* **Quoted text**:
· · ·

Napoleon at Leipzig
- 1st edition box cover featuring art by Felician Myrbach
- Designers: Kevin Zucker
- Illustrators: Rick Barber; Larry Catalano; Louis Dumoulin; Charles Kibler; Ted Koller; Felician Myrbach;
- Publishers: Operational Studies Group
- Publication: 1979
- Genres: Napoleonic

= Napoleon at Leipzig =

Napoleonic board wargame

Napoleon at Leipzig is a board wargame published by Operational Studies Group (OSG) in 1979 that simulates the Battle of Leipzig.

==Background==
Following Napoleon's disastrous campaign in Russia during 1812 that destroyed his Grande Armée, the European powers opposing him (the Sixth Coalition) felt that the time was ripe to move against France. Napoleon, in an attempt to counter the Coalition with a rapid and decisive strike before they could effectively gather their forces, quickly rebuilt a new army from reservists, draft evaders and youth and marched them into the German states in the spring of 1813. Near the city of Leipzig, Napoleon's army of 200,000 clashed with a Coalition army of over 300,000.

==Description==
Napoleon at Leipzig is a two-player wargame where one player controls French forces, and the other player controls Coalition forces.

===Components===
First edition:
- two 22" x 34" 6-color mapsheets
- 400 counters, including 90 blanks
- an 8-page rulebook
- various player aids

Fourth edition:
- Two 32" x 24" maps
- 380 counters
- 20-page rulebook
- 32-page study folder

Fifth edition:
- three maps (two 22" x 34", one 17" x 22")
- 560 counters
- a 22-page rulebook
- various player aids
- 100 random event cards

===Gameplay===
The game system uses an "I Go, You Go", alternating series of turns, where one player moves and attacks, followed by the other player. Players have a choice, in order of increasing complexity, of Basic rules, Campaign rules and Grand Tactical rules. Under the Campaign rules, Army Commanders use Officers (i.e. corps commanders) to transmit orders to move and fight to the units. Without an Officer within suitable distance, a unit will not attack, and can only move to get closer to the Officer.

The first two layers of rules are similar to those of Napoleon's Last Battles, but using the “grand tactical” rules, leaders are rated for initiative (similar to the mechanism in War Between The States). The French general Michel Ney is more competent on retreat but may command only one corps in attack, whereas Joachim Murat can command two corps (or four cavalry corps) in attack. The Allies have only weak central control of their three armies, and Blücher is much more likely to attack than Schwarzenberg. For the French, Napoleon issues a general order every four hours: general offensive, local offensive (by one Officer and his units), consolidation (no unit may enter into enemy zone of control), desperate defence (defending units must take losses rather than retreat), tactical withdrawal (moving units fall back on Leipzig) or general withdrawal (no entry to enemy zone of control allowed unless blocking the way).

Other rules allow units in reserve to move free of command restrictions behind friendly lines, for cavalry to conduct charges, either overrunning the enemy position or being themselves eliminated, and for a token attack with experimental Congreve rockets by the British Rocket Troop attached to Bernadotte's army.

· · ·

* **Extracted data entries**:

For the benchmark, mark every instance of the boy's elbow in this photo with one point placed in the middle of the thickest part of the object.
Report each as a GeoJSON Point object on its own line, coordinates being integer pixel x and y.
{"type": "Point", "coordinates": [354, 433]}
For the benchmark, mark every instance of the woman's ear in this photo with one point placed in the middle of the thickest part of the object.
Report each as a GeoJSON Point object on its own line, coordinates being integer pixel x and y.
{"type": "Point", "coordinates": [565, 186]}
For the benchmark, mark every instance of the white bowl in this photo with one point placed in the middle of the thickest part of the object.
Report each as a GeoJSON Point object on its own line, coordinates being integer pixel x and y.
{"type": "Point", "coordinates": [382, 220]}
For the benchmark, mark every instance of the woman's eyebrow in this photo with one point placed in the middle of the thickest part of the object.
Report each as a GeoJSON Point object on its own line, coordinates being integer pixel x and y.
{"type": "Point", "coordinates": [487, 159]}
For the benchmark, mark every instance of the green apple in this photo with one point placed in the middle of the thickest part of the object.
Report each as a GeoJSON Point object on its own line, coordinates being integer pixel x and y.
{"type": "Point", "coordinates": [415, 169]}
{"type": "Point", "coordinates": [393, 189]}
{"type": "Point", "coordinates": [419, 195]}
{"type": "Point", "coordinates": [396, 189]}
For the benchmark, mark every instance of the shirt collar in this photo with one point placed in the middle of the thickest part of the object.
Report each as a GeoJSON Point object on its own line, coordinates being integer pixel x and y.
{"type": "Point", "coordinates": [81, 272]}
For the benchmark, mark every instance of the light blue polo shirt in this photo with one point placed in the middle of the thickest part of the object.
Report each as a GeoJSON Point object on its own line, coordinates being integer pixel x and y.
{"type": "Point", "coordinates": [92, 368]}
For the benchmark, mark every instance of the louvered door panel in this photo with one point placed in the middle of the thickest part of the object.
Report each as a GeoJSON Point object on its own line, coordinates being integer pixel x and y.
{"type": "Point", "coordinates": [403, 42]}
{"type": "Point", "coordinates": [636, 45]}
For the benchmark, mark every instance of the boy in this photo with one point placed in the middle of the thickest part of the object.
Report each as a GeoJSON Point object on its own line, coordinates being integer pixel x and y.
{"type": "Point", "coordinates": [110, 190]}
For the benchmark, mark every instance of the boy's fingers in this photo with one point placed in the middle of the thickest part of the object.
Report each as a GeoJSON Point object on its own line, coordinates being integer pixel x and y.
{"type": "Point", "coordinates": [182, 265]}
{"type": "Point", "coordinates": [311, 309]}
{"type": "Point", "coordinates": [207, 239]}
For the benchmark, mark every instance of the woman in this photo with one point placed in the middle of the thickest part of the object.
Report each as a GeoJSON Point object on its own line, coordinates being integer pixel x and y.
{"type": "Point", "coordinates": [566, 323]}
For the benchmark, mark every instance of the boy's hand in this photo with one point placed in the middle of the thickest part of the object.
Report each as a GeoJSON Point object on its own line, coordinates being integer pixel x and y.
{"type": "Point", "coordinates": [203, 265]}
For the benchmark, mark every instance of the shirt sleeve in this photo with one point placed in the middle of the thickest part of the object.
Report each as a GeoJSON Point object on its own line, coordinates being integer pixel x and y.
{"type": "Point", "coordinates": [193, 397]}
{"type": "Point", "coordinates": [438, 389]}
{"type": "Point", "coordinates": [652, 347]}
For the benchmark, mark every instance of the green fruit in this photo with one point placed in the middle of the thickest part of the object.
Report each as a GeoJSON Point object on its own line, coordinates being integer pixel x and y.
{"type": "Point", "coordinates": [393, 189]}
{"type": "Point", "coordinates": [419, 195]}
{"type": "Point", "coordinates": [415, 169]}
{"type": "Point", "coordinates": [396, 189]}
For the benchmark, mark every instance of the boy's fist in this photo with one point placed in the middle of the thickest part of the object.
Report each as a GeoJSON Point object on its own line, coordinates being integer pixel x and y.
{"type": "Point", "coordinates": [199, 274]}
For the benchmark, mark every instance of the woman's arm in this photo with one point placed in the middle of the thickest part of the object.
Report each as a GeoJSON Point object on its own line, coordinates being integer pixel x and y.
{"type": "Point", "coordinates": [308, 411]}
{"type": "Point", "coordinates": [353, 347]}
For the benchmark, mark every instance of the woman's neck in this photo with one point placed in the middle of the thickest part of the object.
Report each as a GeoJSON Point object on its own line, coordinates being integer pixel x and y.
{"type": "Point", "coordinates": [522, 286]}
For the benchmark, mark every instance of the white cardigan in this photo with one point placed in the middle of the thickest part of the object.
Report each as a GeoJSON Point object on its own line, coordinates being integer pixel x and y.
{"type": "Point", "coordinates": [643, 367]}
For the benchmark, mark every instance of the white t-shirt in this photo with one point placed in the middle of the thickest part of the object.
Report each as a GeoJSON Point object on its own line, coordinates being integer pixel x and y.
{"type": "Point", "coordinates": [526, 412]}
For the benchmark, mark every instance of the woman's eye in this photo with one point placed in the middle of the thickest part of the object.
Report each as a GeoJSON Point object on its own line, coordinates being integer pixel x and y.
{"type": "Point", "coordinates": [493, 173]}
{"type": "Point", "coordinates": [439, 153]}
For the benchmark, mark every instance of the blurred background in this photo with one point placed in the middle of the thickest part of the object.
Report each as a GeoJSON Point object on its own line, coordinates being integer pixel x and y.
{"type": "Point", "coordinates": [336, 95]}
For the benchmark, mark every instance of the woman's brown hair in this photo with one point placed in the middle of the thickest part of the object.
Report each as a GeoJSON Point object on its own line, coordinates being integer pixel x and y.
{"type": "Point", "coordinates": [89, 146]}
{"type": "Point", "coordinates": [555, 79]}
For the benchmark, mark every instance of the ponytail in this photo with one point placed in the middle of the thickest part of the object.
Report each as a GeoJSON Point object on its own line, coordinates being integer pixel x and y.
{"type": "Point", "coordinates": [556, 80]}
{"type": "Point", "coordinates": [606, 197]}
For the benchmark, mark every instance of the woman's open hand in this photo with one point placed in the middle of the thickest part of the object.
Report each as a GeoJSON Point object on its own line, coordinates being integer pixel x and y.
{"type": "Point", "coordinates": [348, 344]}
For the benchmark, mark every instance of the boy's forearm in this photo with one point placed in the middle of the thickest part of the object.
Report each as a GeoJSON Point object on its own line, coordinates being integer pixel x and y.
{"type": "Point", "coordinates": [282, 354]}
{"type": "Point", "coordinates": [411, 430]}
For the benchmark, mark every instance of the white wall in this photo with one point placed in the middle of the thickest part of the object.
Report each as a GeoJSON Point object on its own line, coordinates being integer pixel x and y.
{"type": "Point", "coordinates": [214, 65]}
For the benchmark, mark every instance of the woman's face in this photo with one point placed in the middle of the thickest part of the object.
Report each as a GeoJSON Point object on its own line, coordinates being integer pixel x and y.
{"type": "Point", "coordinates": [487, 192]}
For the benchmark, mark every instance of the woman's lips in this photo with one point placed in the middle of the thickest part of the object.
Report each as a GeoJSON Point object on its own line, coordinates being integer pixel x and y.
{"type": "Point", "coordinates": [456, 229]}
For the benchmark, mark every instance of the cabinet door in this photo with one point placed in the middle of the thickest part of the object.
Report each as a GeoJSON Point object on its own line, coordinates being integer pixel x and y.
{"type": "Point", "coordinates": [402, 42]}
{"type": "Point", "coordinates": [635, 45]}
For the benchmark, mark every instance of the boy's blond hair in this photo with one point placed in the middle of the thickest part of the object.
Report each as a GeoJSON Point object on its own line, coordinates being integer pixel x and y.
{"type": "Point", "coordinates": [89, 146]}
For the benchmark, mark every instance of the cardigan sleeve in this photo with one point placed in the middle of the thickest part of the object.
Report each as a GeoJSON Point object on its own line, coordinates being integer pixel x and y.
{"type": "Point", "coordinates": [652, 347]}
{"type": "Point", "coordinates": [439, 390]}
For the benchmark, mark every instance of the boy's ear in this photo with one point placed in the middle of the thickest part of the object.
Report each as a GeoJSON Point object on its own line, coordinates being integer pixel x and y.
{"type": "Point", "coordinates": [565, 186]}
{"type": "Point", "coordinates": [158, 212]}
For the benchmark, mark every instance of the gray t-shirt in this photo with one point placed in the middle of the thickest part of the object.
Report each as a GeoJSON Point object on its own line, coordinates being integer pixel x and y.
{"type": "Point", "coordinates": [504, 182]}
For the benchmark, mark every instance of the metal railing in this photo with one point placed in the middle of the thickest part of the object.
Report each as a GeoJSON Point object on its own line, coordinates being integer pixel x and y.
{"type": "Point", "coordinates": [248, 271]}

· · ·

* **Objective**: Decide whether each statement below agrees with the Napoleon at Leipzig description, answering yes or no and quoting the words from the description that settle it. 1. The fifth edition contains 560 counters. 2. Under the Campaign rules, a unit with no Officer within suitable distance may still attack. 3. Napoleon issues a general order every two hours.

* **Answer to this task**:
1. Yes: "560 counters"
2. No: "Without an Officer within suitable distance, a unit will not attack"
3. No: "Napoleon issues a general order every four hours"